## Aim of the exercise
Only the lines running from the line with "Where can the bare" to the end of the records below belong in the answer, each copied exactly.

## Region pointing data
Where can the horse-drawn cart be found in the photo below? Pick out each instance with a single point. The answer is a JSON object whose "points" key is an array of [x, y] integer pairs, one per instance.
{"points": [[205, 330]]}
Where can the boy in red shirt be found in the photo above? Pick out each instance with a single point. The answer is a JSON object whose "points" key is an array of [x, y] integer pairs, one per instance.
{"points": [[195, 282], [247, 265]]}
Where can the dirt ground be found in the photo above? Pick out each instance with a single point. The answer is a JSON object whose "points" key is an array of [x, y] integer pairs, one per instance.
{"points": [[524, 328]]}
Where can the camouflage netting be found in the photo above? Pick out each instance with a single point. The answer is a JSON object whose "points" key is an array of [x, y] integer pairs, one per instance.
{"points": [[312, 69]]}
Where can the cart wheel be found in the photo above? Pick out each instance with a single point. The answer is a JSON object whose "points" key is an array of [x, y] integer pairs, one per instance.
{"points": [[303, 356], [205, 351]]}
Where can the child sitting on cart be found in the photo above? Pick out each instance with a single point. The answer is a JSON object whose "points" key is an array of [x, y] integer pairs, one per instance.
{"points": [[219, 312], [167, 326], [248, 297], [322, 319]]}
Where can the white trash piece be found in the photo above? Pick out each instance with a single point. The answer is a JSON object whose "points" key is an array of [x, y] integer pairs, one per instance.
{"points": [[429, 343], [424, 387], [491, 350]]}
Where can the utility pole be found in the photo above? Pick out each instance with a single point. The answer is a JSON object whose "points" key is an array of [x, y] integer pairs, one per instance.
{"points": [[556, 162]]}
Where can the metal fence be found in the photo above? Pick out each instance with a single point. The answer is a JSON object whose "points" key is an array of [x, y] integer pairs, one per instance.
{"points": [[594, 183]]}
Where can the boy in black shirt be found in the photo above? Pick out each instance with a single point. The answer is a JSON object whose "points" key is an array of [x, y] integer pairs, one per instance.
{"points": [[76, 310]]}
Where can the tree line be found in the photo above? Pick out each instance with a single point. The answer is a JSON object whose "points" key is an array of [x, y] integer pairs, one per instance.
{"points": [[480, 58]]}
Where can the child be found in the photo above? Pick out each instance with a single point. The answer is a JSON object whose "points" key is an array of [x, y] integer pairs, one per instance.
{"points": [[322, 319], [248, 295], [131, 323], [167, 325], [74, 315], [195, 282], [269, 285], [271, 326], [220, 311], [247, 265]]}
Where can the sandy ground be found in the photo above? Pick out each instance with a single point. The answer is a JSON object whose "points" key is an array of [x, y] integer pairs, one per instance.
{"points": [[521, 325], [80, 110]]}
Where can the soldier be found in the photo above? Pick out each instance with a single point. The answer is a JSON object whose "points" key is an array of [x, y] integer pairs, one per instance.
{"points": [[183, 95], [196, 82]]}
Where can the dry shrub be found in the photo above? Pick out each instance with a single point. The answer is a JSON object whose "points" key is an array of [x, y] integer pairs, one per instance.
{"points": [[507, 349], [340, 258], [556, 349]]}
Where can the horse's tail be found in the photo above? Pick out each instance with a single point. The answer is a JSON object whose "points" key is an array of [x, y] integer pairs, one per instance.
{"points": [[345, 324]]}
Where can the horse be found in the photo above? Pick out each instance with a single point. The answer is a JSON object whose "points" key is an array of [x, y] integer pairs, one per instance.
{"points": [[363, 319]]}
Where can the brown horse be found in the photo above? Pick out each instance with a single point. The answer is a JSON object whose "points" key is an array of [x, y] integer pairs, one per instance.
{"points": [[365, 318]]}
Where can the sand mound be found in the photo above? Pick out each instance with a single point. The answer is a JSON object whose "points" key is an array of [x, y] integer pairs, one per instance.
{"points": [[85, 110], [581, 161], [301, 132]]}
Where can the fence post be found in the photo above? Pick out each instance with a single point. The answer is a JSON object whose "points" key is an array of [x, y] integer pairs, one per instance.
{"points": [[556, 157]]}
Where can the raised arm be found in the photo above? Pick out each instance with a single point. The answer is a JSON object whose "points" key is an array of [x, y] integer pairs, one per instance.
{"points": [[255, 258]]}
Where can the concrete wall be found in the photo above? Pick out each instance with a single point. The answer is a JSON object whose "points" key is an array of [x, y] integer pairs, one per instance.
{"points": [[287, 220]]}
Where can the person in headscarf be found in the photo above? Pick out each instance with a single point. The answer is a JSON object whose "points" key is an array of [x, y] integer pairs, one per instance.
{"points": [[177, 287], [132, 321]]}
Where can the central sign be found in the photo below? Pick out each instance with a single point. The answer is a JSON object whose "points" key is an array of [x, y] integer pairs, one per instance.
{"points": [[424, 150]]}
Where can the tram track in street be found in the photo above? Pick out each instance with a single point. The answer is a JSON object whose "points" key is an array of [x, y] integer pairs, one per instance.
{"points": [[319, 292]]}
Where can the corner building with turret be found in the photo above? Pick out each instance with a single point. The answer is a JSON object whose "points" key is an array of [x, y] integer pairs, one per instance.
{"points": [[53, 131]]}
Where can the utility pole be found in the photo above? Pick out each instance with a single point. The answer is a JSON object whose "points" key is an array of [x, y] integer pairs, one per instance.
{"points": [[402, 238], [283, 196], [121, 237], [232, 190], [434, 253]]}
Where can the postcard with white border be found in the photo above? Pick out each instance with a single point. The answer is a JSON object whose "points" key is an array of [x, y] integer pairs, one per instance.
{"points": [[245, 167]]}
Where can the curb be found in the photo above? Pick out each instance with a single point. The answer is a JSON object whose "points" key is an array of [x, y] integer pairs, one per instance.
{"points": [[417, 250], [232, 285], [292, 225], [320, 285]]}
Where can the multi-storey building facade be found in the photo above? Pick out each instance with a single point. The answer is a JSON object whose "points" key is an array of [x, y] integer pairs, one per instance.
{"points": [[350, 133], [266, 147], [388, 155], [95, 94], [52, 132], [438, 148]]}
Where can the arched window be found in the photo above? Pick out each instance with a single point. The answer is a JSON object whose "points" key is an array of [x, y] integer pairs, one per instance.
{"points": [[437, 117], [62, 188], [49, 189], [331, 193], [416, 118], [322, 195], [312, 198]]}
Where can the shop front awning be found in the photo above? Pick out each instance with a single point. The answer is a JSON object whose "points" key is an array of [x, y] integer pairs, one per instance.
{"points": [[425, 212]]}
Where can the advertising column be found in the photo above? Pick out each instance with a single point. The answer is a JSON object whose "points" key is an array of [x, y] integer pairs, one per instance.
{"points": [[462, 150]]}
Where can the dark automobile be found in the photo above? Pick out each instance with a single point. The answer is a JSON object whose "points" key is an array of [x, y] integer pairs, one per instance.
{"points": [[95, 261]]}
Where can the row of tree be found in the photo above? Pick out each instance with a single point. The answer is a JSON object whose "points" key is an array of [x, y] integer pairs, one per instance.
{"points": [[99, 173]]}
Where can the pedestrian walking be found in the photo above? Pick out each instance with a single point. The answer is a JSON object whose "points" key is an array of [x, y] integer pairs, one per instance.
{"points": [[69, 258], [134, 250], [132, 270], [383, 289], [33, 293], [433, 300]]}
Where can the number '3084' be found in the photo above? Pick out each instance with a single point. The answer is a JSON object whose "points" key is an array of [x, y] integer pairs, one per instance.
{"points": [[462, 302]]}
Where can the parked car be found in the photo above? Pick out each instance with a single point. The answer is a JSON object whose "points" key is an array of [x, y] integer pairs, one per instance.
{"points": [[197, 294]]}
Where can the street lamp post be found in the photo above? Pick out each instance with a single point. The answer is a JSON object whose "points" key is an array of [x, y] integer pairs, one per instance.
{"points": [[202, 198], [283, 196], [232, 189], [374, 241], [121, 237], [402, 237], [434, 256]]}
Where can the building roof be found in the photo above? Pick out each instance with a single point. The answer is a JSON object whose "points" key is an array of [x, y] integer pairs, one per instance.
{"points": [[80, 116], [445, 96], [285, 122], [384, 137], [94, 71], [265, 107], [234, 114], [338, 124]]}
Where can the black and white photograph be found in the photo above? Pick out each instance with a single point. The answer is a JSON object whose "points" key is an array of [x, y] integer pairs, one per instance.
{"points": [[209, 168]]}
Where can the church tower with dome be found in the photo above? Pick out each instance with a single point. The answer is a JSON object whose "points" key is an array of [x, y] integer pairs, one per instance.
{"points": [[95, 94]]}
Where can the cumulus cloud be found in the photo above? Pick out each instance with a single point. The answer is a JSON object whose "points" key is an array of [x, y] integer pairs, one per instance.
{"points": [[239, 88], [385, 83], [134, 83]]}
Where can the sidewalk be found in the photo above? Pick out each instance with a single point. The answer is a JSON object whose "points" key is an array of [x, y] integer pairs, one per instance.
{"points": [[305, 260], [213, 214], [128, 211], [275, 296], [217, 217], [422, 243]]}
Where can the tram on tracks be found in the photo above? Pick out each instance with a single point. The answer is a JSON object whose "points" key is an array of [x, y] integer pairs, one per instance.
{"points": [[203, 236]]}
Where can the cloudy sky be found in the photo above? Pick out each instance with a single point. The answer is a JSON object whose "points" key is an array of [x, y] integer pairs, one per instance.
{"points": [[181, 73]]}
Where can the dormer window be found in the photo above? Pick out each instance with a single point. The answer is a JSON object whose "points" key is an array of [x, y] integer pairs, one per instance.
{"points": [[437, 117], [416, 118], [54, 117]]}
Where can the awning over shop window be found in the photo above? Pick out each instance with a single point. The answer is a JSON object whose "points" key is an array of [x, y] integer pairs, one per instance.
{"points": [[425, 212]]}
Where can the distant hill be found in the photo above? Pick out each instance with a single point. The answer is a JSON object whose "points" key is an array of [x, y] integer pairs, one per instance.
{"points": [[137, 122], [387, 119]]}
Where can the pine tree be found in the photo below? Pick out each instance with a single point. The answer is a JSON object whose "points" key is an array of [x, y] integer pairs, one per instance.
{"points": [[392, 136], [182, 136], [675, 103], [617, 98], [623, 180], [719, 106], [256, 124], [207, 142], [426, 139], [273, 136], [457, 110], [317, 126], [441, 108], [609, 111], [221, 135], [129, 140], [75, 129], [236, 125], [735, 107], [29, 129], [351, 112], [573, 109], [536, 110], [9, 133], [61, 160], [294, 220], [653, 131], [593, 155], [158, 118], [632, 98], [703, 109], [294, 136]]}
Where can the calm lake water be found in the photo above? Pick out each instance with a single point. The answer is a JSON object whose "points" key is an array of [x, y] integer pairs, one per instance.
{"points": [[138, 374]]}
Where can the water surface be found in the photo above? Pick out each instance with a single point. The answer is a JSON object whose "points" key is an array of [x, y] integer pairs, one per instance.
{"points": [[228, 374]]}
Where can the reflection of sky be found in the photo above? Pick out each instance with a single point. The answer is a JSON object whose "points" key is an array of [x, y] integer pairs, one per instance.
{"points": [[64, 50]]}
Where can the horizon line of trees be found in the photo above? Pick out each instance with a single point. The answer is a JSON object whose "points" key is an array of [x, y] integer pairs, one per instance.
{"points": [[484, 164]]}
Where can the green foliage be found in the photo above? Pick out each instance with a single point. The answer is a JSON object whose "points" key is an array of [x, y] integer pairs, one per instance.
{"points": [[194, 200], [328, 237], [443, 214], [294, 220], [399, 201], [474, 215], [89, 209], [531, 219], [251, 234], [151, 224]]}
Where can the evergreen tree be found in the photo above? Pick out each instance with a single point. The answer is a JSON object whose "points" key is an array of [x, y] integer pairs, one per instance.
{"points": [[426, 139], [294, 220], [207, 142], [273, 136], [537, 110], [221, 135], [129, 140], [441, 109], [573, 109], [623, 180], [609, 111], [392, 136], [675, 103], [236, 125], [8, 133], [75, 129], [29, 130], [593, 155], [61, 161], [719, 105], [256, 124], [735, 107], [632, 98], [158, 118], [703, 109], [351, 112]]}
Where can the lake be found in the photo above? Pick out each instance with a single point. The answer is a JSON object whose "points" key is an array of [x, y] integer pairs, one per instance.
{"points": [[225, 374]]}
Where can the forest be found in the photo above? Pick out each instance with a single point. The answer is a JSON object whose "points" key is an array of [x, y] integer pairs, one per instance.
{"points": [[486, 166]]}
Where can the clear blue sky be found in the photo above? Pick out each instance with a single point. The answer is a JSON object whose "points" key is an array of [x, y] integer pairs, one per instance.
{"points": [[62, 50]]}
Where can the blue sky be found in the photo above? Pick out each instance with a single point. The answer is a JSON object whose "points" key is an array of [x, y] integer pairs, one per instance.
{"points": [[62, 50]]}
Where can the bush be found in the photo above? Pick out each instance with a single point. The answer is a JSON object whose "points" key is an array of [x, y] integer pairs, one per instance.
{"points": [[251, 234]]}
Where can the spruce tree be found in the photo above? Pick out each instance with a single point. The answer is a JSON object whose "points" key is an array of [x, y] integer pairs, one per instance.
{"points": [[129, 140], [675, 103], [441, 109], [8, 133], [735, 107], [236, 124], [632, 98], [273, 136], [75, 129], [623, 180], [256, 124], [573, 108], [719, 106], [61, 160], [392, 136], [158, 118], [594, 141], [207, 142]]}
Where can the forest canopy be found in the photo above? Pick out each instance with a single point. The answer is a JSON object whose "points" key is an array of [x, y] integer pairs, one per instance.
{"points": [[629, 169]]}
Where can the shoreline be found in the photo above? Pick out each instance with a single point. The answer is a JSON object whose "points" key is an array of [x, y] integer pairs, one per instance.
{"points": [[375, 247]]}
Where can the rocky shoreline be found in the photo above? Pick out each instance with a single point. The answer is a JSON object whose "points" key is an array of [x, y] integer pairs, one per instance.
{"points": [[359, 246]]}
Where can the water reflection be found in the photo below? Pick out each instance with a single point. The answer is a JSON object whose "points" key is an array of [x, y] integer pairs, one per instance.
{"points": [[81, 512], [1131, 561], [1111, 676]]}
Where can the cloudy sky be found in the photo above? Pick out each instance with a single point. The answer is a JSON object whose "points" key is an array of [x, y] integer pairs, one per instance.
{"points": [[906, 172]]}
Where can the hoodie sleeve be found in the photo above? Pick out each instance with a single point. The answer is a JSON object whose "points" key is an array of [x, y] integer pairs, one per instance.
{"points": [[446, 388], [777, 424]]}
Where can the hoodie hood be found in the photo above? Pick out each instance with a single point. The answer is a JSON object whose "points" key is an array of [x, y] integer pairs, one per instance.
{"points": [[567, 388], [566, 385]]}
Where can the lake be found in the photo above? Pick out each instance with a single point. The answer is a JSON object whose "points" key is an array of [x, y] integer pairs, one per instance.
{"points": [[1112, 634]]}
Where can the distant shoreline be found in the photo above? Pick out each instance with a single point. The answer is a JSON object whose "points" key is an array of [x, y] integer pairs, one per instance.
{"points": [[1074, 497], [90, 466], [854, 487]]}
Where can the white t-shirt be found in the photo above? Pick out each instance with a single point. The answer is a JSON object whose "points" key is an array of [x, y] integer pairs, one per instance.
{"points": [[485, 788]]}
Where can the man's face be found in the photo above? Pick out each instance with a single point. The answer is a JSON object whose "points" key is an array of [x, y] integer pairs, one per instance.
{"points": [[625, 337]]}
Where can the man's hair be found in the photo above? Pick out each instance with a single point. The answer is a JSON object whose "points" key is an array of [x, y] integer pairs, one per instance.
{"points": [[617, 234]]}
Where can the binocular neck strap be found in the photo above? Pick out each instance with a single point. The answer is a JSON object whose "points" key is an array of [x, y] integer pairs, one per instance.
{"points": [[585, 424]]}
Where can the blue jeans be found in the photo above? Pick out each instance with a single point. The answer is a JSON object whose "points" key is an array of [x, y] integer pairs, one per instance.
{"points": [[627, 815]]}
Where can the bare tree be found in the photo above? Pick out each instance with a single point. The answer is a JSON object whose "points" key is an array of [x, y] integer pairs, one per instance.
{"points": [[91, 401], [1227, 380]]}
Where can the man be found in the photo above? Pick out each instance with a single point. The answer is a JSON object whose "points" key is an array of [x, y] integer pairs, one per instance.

## Exercise solution
Where can the bare tree be found in the photo above? Pick out each instance with a single point. The answer is a JSON object whose "points" key is an array of [x, y] integer pairs, one per instance.
{"points": [[91, 401], [1227, 380]]}
Where can the man be found in the photo above? Pick out each instance with a single point. The answer is a JSON object whose "points" key is an array of [x, y] integer pairs, one per instance.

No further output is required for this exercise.